Pasaje seleccionado:
Ballestero recorre el itinerario político de Lutero, que en los conflictos de clase entre la aristocracia terrateniente alemana y los campesinos, alzados en lucha por la tierra, tomó claramente posición por los señores contra los siervos. Aunque comprensivo hacia las reivindicaciones campesinas —él mismo era de origen popular—, se decantó claramente a favor de “la autoridad”, es decir, el poder de los príncipes y los señores. Como dice Ballestero, entregó al hombre cristiano “encadenado al mundo exterior”, y a la vez puso en el espacio interior del ser humano “el fantasma de una libertad y autonomía totales, de una responsabilidad absoluta del sujeto”, una “ascética del espíritu”. ¿Ambigüedad?, se pregunta Ballestero. Efectivamente:
La anarquía espiritual del cristiano lleva en su fondo un imperativo de subordinación absoluta, núcleo esencial de esta doctrina, que concluye en una aceptación indiferente basada en la idea de “muerte al mundo”, central en el mensaje luterano, ya que en ella se fundan tanto la autonomía trascendental y el valor de la persona interior como su sometimiento a la realidad exterior (R 92).
Lutero separa la realidad humana en dos esferas: natural y espiritual. La libertad pertenece a uno solo de estos ámbitos: el del espíritu. Por eso el hombre puede ser “libre” dentro del orden social opresivo existente. A propósito del pensar dialéctico de Lutero, con sus contradicciones e irresoluciones, dice Ballestero que estamos “ante un pensamiento rico, fecundo y, por eso, ambiguo, articulado en varias capas significativas, y que nos arroja, por su plenitud, de una significación a la opuesta, conteniéndolas a ambas” (R 114). ¿Una libertad falsa o ficticia? En cierto modo, sí. Pero es una contribución a la génesis de la libertad moderna, y esto es lo que le interesa a nuestro autor.

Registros
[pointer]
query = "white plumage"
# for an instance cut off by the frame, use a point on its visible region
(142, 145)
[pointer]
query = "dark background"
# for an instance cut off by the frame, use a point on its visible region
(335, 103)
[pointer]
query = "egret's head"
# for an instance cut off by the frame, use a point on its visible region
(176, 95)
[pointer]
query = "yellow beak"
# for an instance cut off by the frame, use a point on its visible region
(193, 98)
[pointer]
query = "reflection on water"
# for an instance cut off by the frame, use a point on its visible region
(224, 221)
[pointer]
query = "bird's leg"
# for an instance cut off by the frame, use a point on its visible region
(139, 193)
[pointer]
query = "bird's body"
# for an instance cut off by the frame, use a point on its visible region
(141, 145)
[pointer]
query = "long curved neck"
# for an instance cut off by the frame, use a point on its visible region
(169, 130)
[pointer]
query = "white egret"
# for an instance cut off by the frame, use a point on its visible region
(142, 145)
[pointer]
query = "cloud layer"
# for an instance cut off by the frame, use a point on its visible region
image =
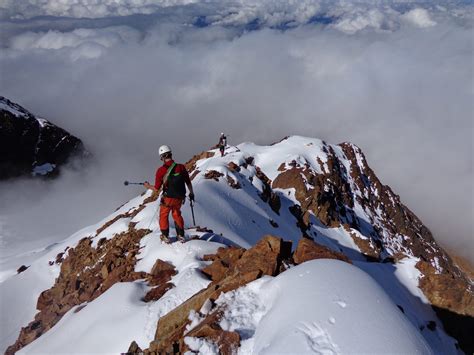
(397, 83)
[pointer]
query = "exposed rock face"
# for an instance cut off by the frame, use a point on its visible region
(227, 342)
(32, 145)
(87, 271)
(231, 268)
(330, 194)
(309, 250)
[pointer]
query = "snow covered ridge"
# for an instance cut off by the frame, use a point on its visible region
(114, 286)
(32, 145)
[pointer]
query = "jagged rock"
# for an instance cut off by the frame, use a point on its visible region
(233, 167)
(32, 145)
(212, 174)
(22, 268)
(227, 342)
(267, 194)
(309, 250)
(86, 273)
(244, 266)
(157, 292)
(134, 348)
(216, 271)
(191, 164)
(161, 266)
(232, 183)
(445, 290)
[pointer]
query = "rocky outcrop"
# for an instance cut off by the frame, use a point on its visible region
(230, 269)
(233, 268)
(88, 270)
(331, 192)
(227, 342)
(191, 164)
(86, 273)
(307, 249)
(30, 145)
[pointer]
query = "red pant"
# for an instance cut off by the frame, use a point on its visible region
(173, 205)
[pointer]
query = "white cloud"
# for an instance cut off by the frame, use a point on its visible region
(403, 94)
(80, 43)
(419, 17)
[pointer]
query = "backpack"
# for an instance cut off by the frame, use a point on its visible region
(174, 185)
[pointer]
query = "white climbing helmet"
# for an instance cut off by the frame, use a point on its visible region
(164, 149)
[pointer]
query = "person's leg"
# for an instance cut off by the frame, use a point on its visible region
(164, 223)
(177, 217)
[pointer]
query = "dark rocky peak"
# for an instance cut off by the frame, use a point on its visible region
(31, 145)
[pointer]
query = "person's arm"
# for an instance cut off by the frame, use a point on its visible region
(158, 181)
(188, 183)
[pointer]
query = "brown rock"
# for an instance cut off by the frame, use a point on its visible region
(134, 348)
(213, 174)
(216, 271)
(209, 328)
(157, 292)
(161, 278)
(233, 167)
(22, 268)
(232, 183)
(160, 266)
(242, 267)
(309, 250)
(86, 273)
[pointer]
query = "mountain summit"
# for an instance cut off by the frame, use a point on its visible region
(32, 145)
(248, 280)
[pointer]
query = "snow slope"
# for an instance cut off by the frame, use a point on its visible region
(323, 307)
(337, 304)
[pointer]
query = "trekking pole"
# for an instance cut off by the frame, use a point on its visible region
(126, 183)
(192, 211)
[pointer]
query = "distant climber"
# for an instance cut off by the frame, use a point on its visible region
(222, 143)
(173, 177)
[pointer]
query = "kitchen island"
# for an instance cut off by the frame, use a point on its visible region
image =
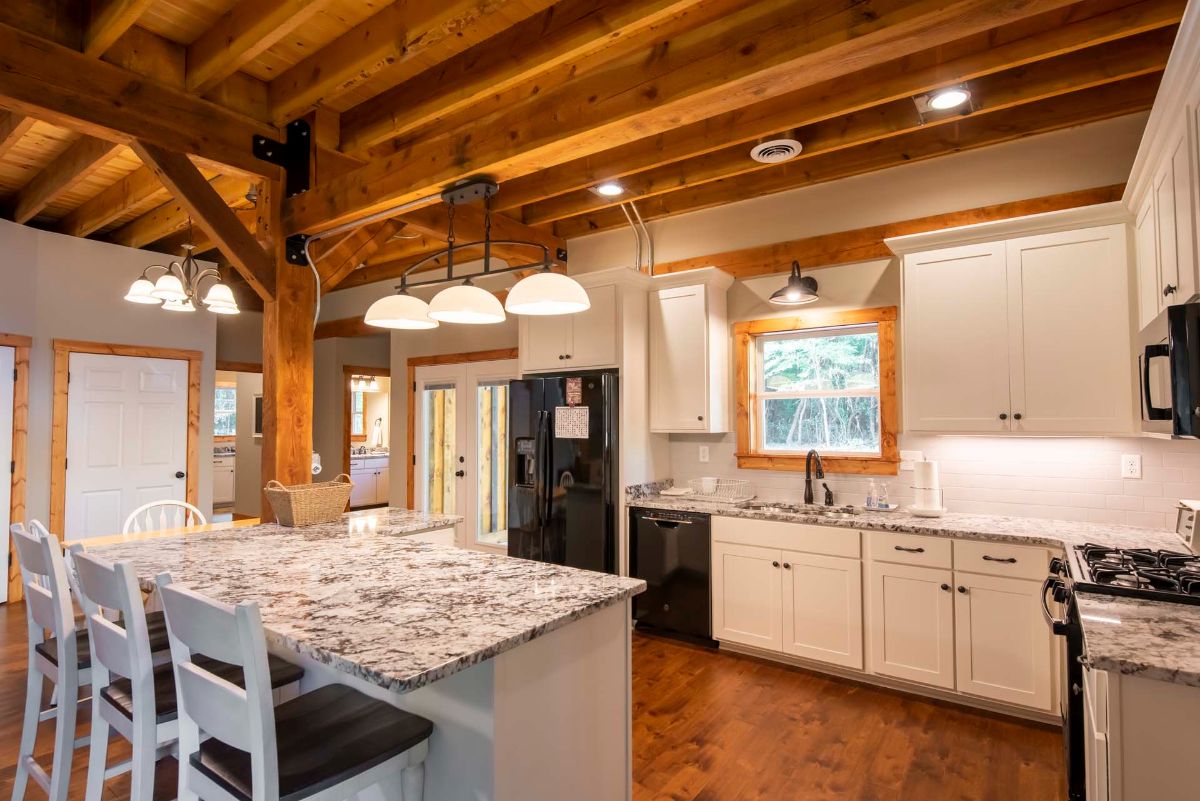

Problema propuesto 1: Selecciona en los registros cada línea que contenga la cadena "dark", teniendo en cuenta las mayúsculas y minúsculas.
Problema propuesto 2: Prolonga el texto sobre la libertad en Lutero según Ballestero a partir de su última oración.

Respuesta 1:
query = "dark background"
query = "dark rocky peak"

Respuesta 2:
Marx, “sociedad auténtica” y libertad personal
El volumen La revolución del espíritu termina con Marx como tercer pensamiento de libertad. Señala que a menudo se ha sostenido la ausencia en el pensamiento de Marx de “una formulación del problema de la libertad”. La intención de esta tercera parte es desmentir esta ausencia. Para lograrlo recorre algunos de los itinerarios intelectuales de Marx referentes a la negación de la libertad a lo largo de la historia, que le han de servir para probar y determinar la existencia en Marx de una aspiración apasionada a la libertad, y más concretamente a la libertad del ser humano individual. Se trata de temas bien conocidos que por falta de espacio no puedo desarrollar aquí: división del trabajo (fragmentación de la persona), propiedad privada (que a la vez es desposesión de la mayoría), ley del valor (automatismo de la evolución social que escapa al control consciente), salario y plusvalía (cosificación del trabajador convertido en instrumento), alienación (la persona sometida a fuerzas ajenas), etc. “La transformación revolucionaria —dice Ballestero— debe suprimir la división del trabajo y sus alienaciones bajo todos los aspectos” (M 152). Para la “constitución de una sociedad auténtica” hace falta un “trabajo desalienado”, un proceso en que el otro no es instrumento de nadie, sino un igual con el que compartir el fruto de un trabajo que, de una forma o de otra, siempre es colectivo. Esa sociedad auténtica supone construir la cohesión de la totalidad de los seres humanos.
La libertad marxiana presupone, pues, a diferencia de los otros dos autores estudiados en este volumen, esa constitución práctica de una “sociedad auténtica”. Y así llegamos al problema del alcance y objetivo último de la transformación comunista en lo que respecta a la persona individual: “La realidad comunista –dice Ballestero— significa superación de la individualidad abstracta y de la comunidad separada, para dar paso a una comunidad de individuos directamente sociales” (M 165). Pero ¿qué es esa “individualidad abstracta”?
Cuando los individuos, por la división del trabajo, entran en relaciones de clase condicionadas por sus intereses comunes (de obreros, por ejemplo) frente a un tercero (el patrono en este caso), producen un tipo de comunidad que los engloba únicamente como “individuos medios”, de los que se han borrado los rasgos individuales que los caracterizan como personas concretas e irremplazables. Se ven empujados por las circunstancias socioeconómicas a actuar en función de unos intereses materiales en que se refleja la división de la sociedad: actúan como personajes de un drama cuyo guión no está escrito por ellos, sino determinado por su ubicación en la estructura de clases. Para Marx, la emancipación humana exige un nuevo tipo de comunidad, la sociedad auténtica, en la que cada individuo pueda vivir y reconocerse ante los demás y ante sí mismo como persona única: “La revolución comunista tiene, entre otras, como meta la reducción de esas abstracciones, para que emerjan individualidades reales y multiformes” (R 166). La comunidad deseada por Marx no es la del hormiguero, sino la comunidad de personas libres que cooperan libremente, y que viven su propia vida única e irrepetible. En suma, Marx es un pensador moderno que da valor a la personalidad individual, no un nostálgico de la comunidad arcaica. Representa una estación final en esa larga evolución de la noción de libertad que Ballestero ha esbozado.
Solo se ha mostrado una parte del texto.